Skip to Main

AI chatbots are mostly correct, but incomplete, on endometriosis

UTSW study evaluates three increasingly popular sources for medical information

Confident young businesswoman working on laptop with business clients in outdoors co-working space, surrounded by green plants.
A study led by UT Southwestern researchers found that information about endometriosis from three different chatbots was mostly accurate but incomplete. (Photo Credit: Getty Images)

DALLAS – Feb. 20, 2025 – Three of the leading chatbots can provide basic information about endometriosis, a painful gynecologic condition that affects up to 1 in 10 women, but their responses are not as comprehensive as the guidance from health care providers, according to a study by UT Southwestern Medical Center researchers. Their findings, published in the American Journal of Obstetrics and Gynecology, sound a cautionary note for patients who turn to generative artificial intelligence (AI) for medical information.

Kimberly Kho, M.D.
Kimberly Kho, M.D., is Professor of Obstetrics and Gynecology and holds the Helen J. and Robert S. Strauss and Diana K. and Richard C. Strauss Chair in Women’s Health at UT Southwestern.

“We did this study because we wanted to know what patients are learning from these chatbots. Is it accurate? Is it reliable? Is it aligning with updated clinical recommendations and what we know from current research?” asked study leader Kimberly Kho, M.D., Professor of Obstetrics and Gynecology at UT Southwestern. “Our results affirm that responses from a chatbot cannot replace a proper evaluation and management by skilled experts for this and other diseases.”

• **Information given**:
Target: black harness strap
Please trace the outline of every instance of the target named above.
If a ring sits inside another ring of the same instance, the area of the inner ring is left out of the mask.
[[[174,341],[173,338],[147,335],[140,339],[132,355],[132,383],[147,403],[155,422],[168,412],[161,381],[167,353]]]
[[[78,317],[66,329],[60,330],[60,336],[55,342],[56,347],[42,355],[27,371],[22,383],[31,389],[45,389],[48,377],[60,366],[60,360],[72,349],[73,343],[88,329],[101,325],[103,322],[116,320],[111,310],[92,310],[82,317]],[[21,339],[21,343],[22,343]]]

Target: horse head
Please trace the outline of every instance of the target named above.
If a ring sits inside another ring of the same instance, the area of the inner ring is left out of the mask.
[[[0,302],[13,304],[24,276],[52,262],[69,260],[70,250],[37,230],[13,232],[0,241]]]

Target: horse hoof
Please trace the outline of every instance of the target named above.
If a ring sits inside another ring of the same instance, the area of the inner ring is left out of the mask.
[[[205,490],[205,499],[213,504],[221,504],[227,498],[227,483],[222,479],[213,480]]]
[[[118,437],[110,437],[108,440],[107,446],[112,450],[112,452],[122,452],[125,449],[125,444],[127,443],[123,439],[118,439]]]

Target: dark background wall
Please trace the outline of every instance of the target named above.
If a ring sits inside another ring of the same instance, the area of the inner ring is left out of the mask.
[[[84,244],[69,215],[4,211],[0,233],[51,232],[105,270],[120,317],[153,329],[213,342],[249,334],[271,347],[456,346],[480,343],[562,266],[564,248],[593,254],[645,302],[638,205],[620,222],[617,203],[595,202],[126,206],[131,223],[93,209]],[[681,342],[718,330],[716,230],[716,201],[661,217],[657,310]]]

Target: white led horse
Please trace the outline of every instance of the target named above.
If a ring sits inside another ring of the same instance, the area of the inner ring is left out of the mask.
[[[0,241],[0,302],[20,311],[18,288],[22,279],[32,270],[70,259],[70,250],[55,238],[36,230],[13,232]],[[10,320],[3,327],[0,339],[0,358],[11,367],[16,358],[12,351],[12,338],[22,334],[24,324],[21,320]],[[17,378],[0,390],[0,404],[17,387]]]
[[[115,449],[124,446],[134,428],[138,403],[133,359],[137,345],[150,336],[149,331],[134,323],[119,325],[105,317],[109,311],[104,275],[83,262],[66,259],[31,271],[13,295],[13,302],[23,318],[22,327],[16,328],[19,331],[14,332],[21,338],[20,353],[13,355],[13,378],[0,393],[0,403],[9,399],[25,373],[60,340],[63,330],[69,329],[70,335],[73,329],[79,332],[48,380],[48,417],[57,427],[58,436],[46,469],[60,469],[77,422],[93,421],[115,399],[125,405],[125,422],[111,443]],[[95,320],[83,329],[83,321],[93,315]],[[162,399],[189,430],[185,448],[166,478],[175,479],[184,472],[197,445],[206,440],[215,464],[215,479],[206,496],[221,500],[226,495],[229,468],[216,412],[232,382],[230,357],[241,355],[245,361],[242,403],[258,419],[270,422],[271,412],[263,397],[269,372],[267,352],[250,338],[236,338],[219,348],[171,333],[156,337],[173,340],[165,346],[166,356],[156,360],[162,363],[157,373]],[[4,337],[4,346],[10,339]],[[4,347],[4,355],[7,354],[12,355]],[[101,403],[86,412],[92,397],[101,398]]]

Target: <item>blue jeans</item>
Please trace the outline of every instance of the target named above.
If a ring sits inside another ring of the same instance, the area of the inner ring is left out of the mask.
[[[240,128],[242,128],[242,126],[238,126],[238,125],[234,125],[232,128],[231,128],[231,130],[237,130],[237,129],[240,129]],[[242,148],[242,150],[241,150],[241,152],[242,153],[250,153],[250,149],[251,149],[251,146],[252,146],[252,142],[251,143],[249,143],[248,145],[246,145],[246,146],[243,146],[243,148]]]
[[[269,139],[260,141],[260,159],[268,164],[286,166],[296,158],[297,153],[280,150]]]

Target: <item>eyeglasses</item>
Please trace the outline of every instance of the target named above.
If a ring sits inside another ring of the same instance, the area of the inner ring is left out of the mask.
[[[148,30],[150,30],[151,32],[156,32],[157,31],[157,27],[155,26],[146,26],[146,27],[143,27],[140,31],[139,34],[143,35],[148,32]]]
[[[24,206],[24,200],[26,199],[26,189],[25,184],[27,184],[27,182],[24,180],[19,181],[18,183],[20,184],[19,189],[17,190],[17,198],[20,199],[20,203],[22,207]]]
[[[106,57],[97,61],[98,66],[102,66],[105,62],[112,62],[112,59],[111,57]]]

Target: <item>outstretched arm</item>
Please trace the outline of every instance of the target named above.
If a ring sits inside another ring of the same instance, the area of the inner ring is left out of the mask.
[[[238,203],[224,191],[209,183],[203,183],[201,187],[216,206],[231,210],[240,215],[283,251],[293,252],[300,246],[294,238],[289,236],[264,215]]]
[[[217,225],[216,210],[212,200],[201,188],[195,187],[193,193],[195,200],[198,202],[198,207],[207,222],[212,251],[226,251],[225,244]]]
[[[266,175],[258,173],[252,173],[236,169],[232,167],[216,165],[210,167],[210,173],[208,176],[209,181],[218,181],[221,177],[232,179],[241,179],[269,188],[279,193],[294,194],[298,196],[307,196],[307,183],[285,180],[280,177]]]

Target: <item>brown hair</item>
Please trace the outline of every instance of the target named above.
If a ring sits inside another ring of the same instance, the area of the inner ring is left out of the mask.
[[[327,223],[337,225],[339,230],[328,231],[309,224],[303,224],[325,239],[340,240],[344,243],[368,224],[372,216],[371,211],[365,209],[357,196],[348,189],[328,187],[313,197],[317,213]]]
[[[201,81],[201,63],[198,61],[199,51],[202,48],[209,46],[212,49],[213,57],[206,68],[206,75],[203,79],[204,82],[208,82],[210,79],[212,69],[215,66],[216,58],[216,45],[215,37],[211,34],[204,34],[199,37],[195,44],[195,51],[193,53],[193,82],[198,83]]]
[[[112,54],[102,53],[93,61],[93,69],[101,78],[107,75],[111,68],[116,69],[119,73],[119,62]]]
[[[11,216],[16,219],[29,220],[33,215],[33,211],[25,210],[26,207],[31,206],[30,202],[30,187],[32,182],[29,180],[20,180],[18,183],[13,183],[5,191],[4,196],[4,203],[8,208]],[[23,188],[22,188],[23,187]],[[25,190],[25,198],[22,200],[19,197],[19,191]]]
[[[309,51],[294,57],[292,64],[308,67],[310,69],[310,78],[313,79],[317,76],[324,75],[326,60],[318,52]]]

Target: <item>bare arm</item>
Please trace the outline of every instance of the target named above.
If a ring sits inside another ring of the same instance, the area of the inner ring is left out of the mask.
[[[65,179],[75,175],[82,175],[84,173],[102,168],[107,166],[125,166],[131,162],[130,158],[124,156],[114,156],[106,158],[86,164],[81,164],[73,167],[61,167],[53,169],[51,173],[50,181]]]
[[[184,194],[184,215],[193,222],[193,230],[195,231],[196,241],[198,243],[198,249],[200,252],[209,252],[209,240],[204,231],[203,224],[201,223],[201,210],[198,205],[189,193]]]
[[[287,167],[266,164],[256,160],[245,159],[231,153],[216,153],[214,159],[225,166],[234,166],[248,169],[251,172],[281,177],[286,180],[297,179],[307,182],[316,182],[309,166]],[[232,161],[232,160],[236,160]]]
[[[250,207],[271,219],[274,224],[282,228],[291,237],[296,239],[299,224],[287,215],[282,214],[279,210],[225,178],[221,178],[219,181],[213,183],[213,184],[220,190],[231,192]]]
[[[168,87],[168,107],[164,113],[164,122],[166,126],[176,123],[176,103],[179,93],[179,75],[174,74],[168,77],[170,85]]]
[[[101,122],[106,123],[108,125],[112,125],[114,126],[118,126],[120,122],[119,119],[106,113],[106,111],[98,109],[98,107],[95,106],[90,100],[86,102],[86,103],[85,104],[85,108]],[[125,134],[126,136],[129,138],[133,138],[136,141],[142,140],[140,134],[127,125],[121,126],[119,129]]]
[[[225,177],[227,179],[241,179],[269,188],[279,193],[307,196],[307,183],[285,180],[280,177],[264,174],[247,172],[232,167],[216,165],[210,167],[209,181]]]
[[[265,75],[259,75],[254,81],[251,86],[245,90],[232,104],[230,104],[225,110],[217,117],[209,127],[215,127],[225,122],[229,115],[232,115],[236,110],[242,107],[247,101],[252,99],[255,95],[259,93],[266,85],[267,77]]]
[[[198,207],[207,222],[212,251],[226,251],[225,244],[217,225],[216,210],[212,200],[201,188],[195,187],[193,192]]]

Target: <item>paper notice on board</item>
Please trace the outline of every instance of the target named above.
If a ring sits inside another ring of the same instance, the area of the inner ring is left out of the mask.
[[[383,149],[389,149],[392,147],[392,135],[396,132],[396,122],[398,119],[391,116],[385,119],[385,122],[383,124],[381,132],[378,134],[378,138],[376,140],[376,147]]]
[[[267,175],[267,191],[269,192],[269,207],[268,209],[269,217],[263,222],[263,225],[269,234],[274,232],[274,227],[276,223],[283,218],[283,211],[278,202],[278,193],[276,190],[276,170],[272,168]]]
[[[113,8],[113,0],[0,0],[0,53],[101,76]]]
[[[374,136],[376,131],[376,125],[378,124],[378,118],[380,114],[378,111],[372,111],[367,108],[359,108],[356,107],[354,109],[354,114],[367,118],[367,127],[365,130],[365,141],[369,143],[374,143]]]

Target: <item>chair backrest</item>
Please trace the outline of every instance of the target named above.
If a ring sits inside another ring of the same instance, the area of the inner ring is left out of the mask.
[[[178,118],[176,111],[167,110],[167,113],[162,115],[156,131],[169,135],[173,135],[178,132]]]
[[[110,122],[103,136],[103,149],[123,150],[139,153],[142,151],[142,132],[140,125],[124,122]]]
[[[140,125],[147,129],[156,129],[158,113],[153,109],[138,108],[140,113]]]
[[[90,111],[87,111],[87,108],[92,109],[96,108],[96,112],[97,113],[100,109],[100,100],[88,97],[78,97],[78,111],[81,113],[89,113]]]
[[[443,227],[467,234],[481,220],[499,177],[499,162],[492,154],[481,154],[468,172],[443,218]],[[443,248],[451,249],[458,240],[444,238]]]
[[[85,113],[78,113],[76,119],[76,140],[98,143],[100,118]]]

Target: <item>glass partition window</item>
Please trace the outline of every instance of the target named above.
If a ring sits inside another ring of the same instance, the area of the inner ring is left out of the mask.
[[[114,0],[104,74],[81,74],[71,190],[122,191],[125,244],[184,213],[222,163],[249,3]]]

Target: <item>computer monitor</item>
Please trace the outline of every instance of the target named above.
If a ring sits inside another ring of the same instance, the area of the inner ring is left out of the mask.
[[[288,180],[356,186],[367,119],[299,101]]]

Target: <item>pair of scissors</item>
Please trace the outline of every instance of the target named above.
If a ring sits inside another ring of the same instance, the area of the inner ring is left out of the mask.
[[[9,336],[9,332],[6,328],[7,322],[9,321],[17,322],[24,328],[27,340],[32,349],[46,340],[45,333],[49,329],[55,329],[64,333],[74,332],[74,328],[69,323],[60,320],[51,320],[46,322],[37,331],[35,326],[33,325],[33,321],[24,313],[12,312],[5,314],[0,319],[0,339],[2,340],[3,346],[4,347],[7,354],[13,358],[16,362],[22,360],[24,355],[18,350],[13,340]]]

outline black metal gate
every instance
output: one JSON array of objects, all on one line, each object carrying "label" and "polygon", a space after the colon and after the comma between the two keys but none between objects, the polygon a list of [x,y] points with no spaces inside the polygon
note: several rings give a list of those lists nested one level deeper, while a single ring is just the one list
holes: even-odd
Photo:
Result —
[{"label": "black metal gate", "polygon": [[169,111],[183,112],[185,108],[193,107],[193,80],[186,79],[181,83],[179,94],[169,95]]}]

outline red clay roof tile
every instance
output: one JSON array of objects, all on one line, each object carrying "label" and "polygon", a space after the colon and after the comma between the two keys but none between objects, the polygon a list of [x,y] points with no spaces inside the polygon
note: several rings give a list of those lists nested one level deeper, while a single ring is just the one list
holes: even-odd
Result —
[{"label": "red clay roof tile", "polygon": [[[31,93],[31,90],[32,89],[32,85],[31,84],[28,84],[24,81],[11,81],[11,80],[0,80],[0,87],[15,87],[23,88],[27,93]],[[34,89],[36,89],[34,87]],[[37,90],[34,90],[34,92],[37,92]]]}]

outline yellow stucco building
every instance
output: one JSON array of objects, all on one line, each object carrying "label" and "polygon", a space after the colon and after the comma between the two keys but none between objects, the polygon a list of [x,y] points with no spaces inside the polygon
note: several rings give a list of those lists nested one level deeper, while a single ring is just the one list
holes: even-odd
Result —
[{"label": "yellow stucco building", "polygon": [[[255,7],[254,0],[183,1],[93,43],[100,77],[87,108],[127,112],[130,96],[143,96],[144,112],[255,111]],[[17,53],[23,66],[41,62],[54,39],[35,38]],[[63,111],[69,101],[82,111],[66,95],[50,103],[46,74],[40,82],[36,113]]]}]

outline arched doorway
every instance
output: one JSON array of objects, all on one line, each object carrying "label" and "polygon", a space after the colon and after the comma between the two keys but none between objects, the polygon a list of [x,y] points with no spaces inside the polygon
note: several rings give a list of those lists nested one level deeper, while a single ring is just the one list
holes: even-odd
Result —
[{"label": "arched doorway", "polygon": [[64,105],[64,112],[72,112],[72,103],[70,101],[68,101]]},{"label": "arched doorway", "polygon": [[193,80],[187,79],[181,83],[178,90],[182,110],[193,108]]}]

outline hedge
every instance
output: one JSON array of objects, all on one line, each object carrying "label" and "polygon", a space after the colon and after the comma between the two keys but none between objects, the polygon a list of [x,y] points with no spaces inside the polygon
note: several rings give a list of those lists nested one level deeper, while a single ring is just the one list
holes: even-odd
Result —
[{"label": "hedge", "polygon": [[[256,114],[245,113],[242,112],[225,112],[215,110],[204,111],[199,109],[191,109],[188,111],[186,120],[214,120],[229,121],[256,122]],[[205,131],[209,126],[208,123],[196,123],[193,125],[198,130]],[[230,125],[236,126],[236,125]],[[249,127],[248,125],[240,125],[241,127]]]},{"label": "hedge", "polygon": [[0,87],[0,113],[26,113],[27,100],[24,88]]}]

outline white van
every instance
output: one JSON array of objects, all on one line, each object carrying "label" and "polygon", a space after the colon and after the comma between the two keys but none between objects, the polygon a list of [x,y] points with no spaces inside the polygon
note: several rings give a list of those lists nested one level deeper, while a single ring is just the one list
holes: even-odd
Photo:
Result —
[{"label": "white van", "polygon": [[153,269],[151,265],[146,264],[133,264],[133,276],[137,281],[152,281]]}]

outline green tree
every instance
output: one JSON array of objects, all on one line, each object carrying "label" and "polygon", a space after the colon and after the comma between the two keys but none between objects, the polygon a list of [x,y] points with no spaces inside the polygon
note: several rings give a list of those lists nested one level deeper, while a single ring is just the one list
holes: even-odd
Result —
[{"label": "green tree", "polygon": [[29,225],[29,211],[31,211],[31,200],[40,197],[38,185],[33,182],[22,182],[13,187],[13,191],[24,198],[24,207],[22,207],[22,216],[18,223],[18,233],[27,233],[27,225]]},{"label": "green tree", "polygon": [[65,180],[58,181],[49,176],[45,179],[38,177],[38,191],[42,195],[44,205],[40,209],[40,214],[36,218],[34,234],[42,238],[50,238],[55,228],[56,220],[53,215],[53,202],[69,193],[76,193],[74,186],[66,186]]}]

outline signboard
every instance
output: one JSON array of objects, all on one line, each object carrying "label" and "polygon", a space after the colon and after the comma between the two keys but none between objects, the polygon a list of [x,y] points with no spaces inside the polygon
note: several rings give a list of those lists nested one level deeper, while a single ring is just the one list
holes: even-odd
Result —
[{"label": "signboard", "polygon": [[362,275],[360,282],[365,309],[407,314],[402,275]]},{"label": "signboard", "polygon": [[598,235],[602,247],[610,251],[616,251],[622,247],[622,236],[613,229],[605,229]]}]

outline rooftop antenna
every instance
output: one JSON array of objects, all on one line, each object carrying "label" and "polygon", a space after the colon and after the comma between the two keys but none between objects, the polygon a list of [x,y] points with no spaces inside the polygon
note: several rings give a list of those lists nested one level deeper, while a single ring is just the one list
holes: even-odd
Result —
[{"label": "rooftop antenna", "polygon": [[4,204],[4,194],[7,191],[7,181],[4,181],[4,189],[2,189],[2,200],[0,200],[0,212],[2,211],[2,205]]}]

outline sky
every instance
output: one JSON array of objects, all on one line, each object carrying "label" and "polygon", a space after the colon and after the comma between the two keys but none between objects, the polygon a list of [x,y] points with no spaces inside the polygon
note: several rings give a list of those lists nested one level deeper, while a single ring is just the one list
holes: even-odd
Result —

• **Assignment**:
In the text on the chatbot endometriosis study, which journal published the researchers' findings? The lines above have no role in this exercise.

• **Expected answer**:
The American Journal of Obstetrics and Gynecology published the findings.